___ Texte à lire

Aristide Stergiadis naquit à Héraklion en 1861, soit trois ans avant la naissance d'Eleftherios Venizelos. Les deux hommes se lièrent d'une amitié indéfectible pour la vie. Les trois frères d'Aristide étaient le médecin Ioannis, l'avocat Thrasybule et le commerçant Minas. Sa sœur était Irène Géronymakis. Le 25 août 1898 éclata ce qui fut appelé, « Le massacre d'Héraklion ». Des éléments turcs de la population de la ville, descendirent dans la rue et mirent le feu au consulat de Grande-Bretagne et aux maisons avoisinantes, tuant le vice-consul d'Angleterre, 17 soldats britanniques et beaucoup d'autres personnes. Ils envahirent la maison voisine de la sœur de Stergiadis. Les envahisseurs tuèrent deux des frères d'Aristide Stergiadis, Ioannis et Thrasybule et détruisirent la résidence qui, plus tard, fut reconstruite[1].
Les événements de Crète, de 1895-1898, marquèrent profondément Stergiadis. Il réussit à dépasser la tragédie familiale de la mort de ses deux frères et comprit que l'affrontement des deux communautés, toutes deux de langue grecque mais de religion différente, devait provenir de causes plus profondes, dont le nationalisme importé de France et que défendait son ami Venizelos, était la cause principale et non la différence de religion. Il considéra que la modération et le respect envers le voisin turc était la meilleure attitude. Vingt et un ans plus tard, il se retrouva à Smyrne devant une situation analogue.

______

- _Liste des tâches_:
#1 Selon le texte sur Aristide Stergiadis, quel métier exerçait son frère Minas ?
#2 Poursuivez le texte sur Aristide Stergiadis à partir de sa dernière phrase.
Les lignes qui suivent forment un matériau distinct du texte sur Aristide Stergiadis.

___ Extraits de lignes

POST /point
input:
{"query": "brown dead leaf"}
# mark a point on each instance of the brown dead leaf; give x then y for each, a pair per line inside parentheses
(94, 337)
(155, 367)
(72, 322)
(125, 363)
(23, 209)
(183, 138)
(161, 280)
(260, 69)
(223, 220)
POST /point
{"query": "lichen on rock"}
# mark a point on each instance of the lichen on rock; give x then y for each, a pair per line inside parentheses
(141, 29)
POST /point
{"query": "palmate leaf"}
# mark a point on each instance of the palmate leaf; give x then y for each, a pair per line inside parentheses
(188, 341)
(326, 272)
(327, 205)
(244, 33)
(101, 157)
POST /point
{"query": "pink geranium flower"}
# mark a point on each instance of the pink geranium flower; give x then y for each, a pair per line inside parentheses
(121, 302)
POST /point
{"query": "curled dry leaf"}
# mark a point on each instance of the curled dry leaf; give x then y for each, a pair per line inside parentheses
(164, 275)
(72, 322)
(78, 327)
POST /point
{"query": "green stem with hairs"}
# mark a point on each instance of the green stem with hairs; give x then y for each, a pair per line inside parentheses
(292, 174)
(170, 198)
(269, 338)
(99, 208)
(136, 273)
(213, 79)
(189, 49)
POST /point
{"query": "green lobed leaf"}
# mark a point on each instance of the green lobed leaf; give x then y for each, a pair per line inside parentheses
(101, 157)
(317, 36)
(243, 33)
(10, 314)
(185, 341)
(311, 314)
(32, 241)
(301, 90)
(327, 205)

______

- _Réponses aux tâches_:
#1 Il était commerçant.

#2
Stergiadis était rentré en 1889, de France, après avoir terminé ses études à Paris. En janvier 1900, il fut élu président du premier Conseil municipal mixte et de sa commission exécutive de la ville d'Héraklion, qui étaient composés de Grecs et de Turcs. Il y demeura jusqu'en mai 1911. Cette présidence de onze années d'un corps législatif et exécutif mixte gréco-turc, augmenta sa capacité de mettre ensemble les deux communautés. Il établit le premier plan urbain du XXe siècle de la ville d'Héraklion, dont le nouveau port fut construit en 1921, par Nicolas Kitsikis, dont le buste a été dressé à l'entrée du port. Il fit venir d'Asie mineure un expert pour enseigner aux Crétois l'art de cultiver la raisin appelé «soultanina», connu comme raisin sec de Smyrne.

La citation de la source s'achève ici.